Beginning at the line that contains "Each instance of the bent", transcribe the remaining lines of the listing exactly; include the final line and omit everything before.

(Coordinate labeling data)
┌──
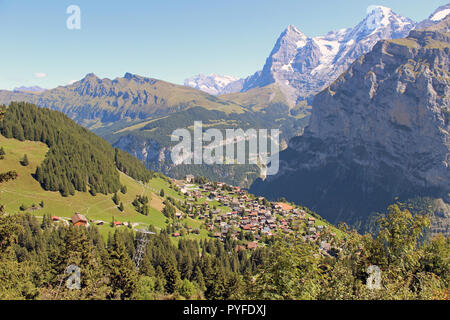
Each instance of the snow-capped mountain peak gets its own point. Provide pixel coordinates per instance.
(213, 84)
(440, 15)
(303, 66)
(378, 16)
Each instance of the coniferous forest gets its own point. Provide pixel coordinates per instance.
(35, 254)
(34, 257)
(77, 159)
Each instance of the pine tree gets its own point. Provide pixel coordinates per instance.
(25, 161)
(173, 278)
(116, 199)
(122, 272)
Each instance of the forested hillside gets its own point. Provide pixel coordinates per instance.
(77, 159)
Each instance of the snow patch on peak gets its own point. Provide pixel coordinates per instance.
(438, 16)
(212, 84)
(377, 17)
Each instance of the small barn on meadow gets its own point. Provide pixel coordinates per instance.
(79, 220)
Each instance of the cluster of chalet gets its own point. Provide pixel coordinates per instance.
(80, 220)
(258, 216)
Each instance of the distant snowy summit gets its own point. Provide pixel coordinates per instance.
(438, 15)
(302, 66)
(213, 84)
(35, 89)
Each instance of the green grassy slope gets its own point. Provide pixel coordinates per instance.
(25, 190)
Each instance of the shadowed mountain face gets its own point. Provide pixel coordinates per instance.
(302, 66)
(380, 131)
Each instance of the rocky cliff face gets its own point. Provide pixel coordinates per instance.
(302, 66)
(380, 131)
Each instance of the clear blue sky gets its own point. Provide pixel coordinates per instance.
(165, 39)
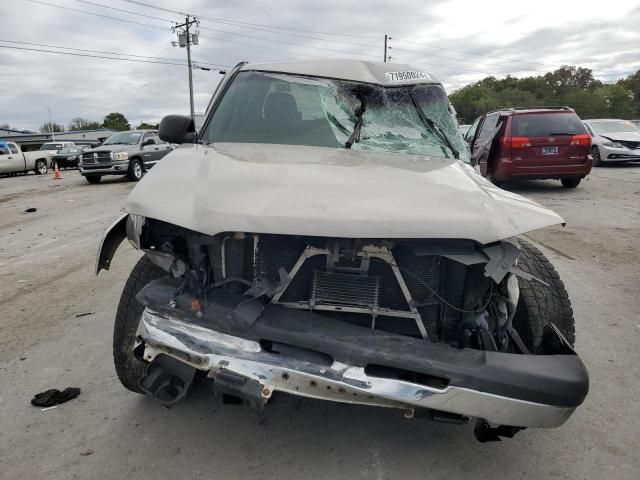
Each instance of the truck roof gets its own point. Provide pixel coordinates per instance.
(379, 73)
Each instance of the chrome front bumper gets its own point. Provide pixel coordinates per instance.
(118, 167)
(211, 351)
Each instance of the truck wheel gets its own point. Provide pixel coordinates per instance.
(541, 304)
(135, 170)
(93, 178)
(570, 182)
(41, 167)
(597, 159)
(128, 367)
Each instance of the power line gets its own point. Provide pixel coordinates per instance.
(109, 53)
(471, 53)
(124, 11)
(97, 14)
(91, 56)
(163, 28)
(462, 61)
(286, 43)
(240, 23)
(252, 45)
(368, 45)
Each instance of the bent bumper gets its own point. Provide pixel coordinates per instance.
(506, 169)
(334, 364)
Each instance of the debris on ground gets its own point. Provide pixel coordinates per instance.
(54, 396)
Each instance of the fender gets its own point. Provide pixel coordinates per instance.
(111, 240)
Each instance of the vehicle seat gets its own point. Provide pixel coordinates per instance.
(281, 113)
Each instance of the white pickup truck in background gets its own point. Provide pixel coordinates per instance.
(14, 160)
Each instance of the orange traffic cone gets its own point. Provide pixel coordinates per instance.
(56, 173)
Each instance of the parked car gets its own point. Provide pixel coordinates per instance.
(532, 143)
(52, 148)
(613, 141)
(13, 160)
(68, 156)
(128, 153)
(324, 235)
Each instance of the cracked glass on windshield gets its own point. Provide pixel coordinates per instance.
(294, 110)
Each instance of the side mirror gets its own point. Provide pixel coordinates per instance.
(177, 129)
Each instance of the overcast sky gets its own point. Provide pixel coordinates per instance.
(458, 40)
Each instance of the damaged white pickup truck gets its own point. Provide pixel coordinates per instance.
(325, 235)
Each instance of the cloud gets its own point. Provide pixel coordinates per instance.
(494, 41)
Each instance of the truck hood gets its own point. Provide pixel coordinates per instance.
(114, 148)
(300, 190)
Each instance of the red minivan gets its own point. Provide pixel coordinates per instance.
(533, 143)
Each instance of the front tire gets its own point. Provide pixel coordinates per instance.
(135, 170)
(570, 182)
(541, 304)
(128, 368)
(41, 167)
└──
> _EXERCISE ANSWER_:
Each instance of the bent bumper gets its own point. Provide pixel coordinates per instance.
(506, 169)
(334, 364)
Each instance of the debris on ground gets its own point. Provide pixel coordinates per instance.
(54, 396)
Each instance of the fender gets its own point. Provide pixel coordinates per instance.
(111, 240)
Each instance of the vehicle seat gets its own point. Provide pixel coordinates per instance.
(281, 113)
Each instance of the white pickup truck in background gets its own point. Provide pixel coordinates per instance.
(14, 160)
Each instance of the orange traffic cone gets its own point. Provide pixel coordinates per instance.
(56, 173)
Each instance of the parked car gets its own point. Provide pixel coordinates per instance.
(532, 143)
(52, 148)
(613, 141)
(13, 160)
(68, 156)
(128, 153)
(324, 235)
Each instance of the cracked glass on windshield gets its own point. Provide pixel coordinates per instance.
(294, 110)
Each instance of the side mirror gets its own point. Provide pixel coordinates per instance.
(177, 129)
Each instance of the overcast sky gets its own point. Provide pixel coordinates per instance.
(458, 40)
Each instance of the damaged white pickup truck gets its own point. Provide pixel coordinates per instance.
(325, 235)
Each instance of the cloud gets its own point. Provide pixel coordinates per instance.
(494, 41)
Each instance of the truck hood gets its own point. Provide pixel coordinates per instance.
(114, 148)
(300, 190)
Each instance of the red minivan gets its own point. Provide pixel coordinates per instance.
(533, 143)
Each instance of the front tire gets its own point. Provide pixel coordinates per instance.
(135, 170)
(570, 182)
(541, 304)
(128, 368)
(41, 167)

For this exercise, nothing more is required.